Data for analysis below:
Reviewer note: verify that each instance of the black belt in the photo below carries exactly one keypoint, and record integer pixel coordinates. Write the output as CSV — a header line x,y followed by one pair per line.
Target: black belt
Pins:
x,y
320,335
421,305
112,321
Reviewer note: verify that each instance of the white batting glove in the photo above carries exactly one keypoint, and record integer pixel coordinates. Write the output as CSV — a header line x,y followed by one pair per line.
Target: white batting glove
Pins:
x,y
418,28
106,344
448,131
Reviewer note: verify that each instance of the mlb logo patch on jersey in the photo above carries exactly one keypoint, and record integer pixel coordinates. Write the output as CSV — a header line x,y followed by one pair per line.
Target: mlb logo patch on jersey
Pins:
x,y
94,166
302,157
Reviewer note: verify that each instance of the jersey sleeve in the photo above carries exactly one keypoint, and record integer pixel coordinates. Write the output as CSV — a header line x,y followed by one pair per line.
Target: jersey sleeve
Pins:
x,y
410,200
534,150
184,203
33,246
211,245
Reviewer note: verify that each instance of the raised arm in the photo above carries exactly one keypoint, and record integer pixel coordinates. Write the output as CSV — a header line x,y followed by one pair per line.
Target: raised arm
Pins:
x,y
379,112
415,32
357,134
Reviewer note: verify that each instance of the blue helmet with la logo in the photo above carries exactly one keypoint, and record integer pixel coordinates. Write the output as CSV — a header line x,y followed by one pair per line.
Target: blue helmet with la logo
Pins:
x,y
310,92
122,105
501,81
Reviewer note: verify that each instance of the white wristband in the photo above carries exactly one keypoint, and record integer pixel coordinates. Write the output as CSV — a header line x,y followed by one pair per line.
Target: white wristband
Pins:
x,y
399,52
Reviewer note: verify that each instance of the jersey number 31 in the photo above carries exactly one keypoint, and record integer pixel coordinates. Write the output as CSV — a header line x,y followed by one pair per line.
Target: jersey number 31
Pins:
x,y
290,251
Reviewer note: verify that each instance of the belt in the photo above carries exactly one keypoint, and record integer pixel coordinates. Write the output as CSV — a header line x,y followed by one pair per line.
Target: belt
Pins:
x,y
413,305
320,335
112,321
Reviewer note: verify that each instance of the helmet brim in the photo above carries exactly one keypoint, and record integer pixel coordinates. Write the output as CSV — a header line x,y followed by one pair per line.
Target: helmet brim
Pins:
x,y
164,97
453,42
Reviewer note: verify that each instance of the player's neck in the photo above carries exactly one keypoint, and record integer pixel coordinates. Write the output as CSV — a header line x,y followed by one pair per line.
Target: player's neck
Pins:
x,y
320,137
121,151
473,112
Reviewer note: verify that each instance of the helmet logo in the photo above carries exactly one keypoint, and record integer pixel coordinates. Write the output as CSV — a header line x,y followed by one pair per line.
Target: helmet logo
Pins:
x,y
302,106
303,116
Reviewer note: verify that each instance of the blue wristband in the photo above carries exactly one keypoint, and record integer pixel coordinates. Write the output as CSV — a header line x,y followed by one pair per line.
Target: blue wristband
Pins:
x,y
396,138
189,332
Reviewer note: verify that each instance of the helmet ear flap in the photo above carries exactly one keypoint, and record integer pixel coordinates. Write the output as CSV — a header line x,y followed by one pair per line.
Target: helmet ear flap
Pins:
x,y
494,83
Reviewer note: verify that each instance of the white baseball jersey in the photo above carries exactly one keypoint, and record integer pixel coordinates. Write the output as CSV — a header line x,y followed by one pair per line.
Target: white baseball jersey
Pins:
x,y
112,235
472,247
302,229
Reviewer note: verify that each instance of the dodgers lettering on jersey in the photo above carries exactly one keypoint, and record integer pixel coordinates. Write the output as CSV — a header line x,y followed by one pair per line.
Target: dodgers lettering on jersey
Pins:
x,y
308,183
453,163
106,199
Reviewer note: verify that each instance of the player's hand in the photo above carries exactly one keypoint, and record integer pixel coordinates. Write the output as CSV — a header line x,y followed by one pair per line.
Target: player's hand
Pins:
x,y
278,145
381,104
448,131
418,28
End of Data for analysis.
• What to produce:
Restate word for word the lines of the data above, starting at the line containing "Reviewer note: verify that each instance of the jersey number" and ending at the line containing "Target: helmet brim", both included, and nothing more.

• Completed exercise:
Reviewer note: verify that each instance of the jersey number 31 in the photo above carries exactly one keypoint, and record integer pixel coordinates. Write the output as CSV — a header line x,y followed by one pair per line.
Target: jersey number 31
Pins:
x,y
290,251
Reviewer note: verify that each instance of the belt in the photo above carries exactly one keypoint, and record integer pixel coordinates. Write the output as CSV — a header line x,y followed by one pair per line.
Target: belt
Pins:
x,y
413,305
320,335
112,321
Reviewer note: verify that each instance of the helmet brim in the photo above carries exactly one keypoint, and record integer pixel coordinates. Write the output as CSV — a header line x,y followed by one pair per line.
Target: helmet brim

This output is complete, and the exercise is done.